SHORT TASK ▸
Return the following rows unchanged, reproducing every line.

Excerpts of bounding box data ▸
## begin
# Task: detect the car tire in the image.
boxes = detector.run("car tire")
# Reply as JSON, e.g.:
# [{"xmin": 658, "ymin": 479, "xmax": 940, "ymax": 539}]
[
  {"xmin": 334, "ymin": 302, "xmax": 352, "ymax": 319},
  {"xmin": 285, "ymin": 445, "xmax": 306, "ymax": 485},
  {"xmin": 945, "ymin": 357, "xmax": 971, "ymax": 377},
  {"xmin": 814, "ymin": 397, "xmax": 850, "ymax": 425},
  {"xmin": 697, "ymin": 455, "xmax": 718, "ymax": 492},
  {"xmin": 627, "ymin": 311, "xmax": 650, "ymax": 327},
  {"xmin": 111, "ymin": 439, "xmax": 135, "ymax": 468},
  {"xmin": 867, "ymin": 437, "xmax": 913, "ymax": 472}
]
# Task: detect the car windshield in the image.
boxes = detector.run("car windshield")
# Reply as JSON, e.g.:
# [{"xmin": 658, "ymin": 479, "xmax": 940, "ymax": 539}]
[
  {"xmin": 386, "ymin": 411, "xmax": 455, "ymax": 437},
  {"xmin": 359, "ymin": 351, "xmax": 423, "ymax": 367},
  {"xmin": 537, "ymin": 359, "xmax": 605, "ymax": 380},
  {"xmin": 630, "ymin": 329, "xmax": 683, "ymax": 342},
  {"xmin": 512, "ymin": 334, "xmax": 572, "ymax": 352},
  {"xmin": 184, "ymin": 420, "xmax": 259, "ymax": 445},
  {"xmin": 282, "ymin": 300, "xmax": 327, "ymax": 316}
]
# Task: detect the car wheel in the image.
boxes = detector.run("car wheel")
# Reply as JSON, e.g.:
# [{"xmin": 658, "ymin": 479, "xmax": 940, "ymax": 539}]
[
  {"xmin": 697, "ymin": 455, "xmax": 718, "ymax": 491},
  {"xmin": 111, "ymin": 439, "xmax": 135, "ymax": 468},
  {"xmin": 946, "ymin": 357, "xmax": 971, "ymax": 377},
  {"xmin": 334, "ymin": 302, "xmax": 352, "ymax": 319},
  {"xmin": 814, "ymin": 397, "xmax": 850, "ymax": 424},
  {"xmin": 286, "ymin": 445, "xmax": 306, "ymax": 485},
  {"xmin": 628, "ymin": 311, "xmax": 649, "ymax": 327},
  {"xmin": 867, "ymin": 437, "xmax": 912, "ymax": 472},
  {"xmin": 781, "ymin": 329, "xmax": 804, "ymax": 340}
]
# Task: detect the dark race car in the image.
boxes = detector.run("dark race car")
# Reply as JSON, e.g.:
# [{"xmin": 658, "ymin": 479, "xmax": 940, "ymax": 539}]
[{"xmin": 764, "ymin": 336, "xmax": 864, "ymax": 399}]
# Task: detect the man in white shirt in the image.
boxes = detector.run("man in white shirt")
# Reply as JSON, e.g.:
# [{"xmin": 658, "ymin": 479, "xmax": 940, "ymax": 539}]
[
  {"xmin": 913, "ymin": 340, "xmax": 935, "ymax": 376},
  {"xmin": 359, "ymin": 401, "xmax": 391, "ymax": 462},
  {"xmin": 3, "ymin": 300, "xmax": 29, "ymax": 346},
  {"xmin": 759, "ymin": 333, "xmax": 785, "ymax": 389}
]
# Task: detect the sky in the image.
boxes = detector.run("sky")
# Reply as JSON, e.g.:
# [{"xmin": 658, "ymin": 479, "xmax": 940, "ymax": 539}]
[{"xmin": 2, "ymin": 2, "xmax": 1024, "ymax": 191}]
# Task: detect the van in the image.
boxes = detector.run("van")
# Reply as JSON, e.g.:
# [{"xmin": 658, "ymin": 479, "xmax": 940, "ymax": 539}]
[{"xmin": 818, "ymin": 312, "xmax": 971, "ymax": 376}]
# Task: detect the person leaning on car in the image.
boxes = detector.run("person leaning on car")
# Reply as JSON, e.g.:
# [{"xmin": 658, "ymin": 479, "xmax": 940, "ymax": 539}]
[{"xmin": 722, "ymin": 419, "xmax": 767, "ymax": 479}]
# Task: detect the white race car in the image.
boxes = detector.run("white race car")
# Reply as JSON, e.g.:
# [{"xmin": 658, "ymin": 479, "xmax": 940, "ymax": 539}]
## end
RESPONSE TO THIS TASK ▸
# Task: detect the car tire in the image.
boxes = detector.run("car tire")
# Reply as JSON, e.g.:
# [{"xmin": 658, "ymin": 479, "xmax": 940, "ymax": 539}]
[
  {"xmin": 334, "ymin": 302, "xmax": 352, "ymax": 319},
  {"xmin": 285, "ymin": 445, "xmax": 306, "ymax": 485},
  {"xmin": 945, "ymin": 357, "xmax": 971, "ymax": 377},
  {"xmin": 814, "ymin": 397, "xmax": 850, "ymax": 425},
  {"xmin": 697, "ymin": 455, "xmax": 718, "ymax": 492},
  {"xmin": 627, "ymin": 311, "xmax": 650, "ymax": 327},
  {"xmin": 111, "ymin": 439, "xmax": 135, "ymax": 468},
  {"xmin": 867, "ymin": 437, "xmax": 913, "ymax": 472}
]
# Task: detect the car windshield in the image.
boxes = detector.run("car windshield")
# Reply as JSON, e.g.:
# [{"xmin": 658, "ymin": 479, "xmax": 940, "ymax": 539}]
[
  {"xmin": 386, "ymin": 411, "xmax": 455, "ymax": 437},
  {"xmin": 359, "ymin": 351, "xmax": 423, "ymax": 367},
  {"xmin": 537, "ymin": 359, "xmax": 605, "ymax": 380},
  {"xmin": 630, "ymin": 329, "xmax": 683, "ymax": 342},
  {"xmin": 512, "ymin": 334, "xmax": 572, "ymax": 352},
  {"xmin": 184, "ymin": 420, "xmax": 259, "ymax": 445},
  {"xmin": 282, "ymin": 300, "xmax": 327, "ymax": 316}
]
# Task: detect the car wheel in the image.
boxes = detector.run("car wheel")
# Reply as JSON, e.g.:
# [{"xmin": 658, "ymin": 479, "xmax": 940, "ymax": 539}]
[
  {"xmin": 697, "ymin": 455, "xmax": 718, "ymax": 491},
  {"xmin": 111, "ymin": 439, "xmax": 135, "ymax": 468},
  {"xmin": 946, "ymin": 357, "xmax": 971, "ymax": 377},
  {"xmin": 334, "ymin": 302, "xmax": 352, "ymax": 319},
  {"xmin": 814, "ymin": 397, "xmax": 850, "ymax": 424},
  {"xmin": 286, "ymin": 445, "xmax": 306, "ymax": 485},
  {"xmin": 628, "ymin": 311, "xmax": 649, "ymax": 327},
  {"xmin": 867, "ymin": 437, "xmax": 912, "ymax": 472},
  {"xmin": 781, "ymin": 329, "xmax": 804, "ymax": 340}
]
# Task: detect the dark race car in the image.
boxes = detector.run("dark race car")
# Reply as JSON, e.g.:
# [{"xmin": 658, "ymin": 479, "xmax": 940, "ymax": 539}]
[{"xmin": 764, "ymin": 336, "xmax": 864, "ymax": 399}]
# Task: detect the man in white shirt in the image.
boxes = detector.run("man in white shirt")
# Reply as JSON, e.g.:
# [{"xmin": 658, "ymin": 479, "xmax": 940, "ymax": 539}]
[
  {"xmin": 913, "ymin": 340, "xmax": 935, "ymax": 376},
  {"xmin": 359, "ymin": 401, "xmax": 391, "ymax": 462},
  {"xmin": 3, "ymin": 300, "xmax": 29, "ymax": 346},
  {"xmin": 759, "ymin": 333, "xmax": 785, "ymax": 389}
]
# Task: detect the sky in the image.
boxes = detector.run("sky")
# Reply as JSON, e.g.:
# [{"xmin": 658, "ymin": 479, "xmax": 940, "ymax": 539}]
[{"xmin": 2, "ymin": 2, "xmax": 1024, "ymax": 191}]
# Task: detect the van in the image.
boxes = detector.run("van")
# Reply as JSON, e.g.:
# [{"xmin": 658, "ymin": 479, "xmax": 940, "ymax": 539}]
[{"xmin": 818, "ymin": 312, "xmax": 971, "ymax": 376}]
# Task: detect the person leaning on car in the image.
boxes = detector.run("person leaning on car")
# Reply as JSON, e.g.:
# [{"xmin": 658, "ymin": 479, "xmax": 940, "ymax": 539}]
[{"xmin": 722, "ymin": 419, "xmax": 767, "ymax": 479}]
# Task: detect the white race car in the image.
boxes = detector.run("white race car")
# Reply as JSON, e.g.:
# [{"xmin": 658, "ymin": 479, "xmax": 940, "ymax": 539}]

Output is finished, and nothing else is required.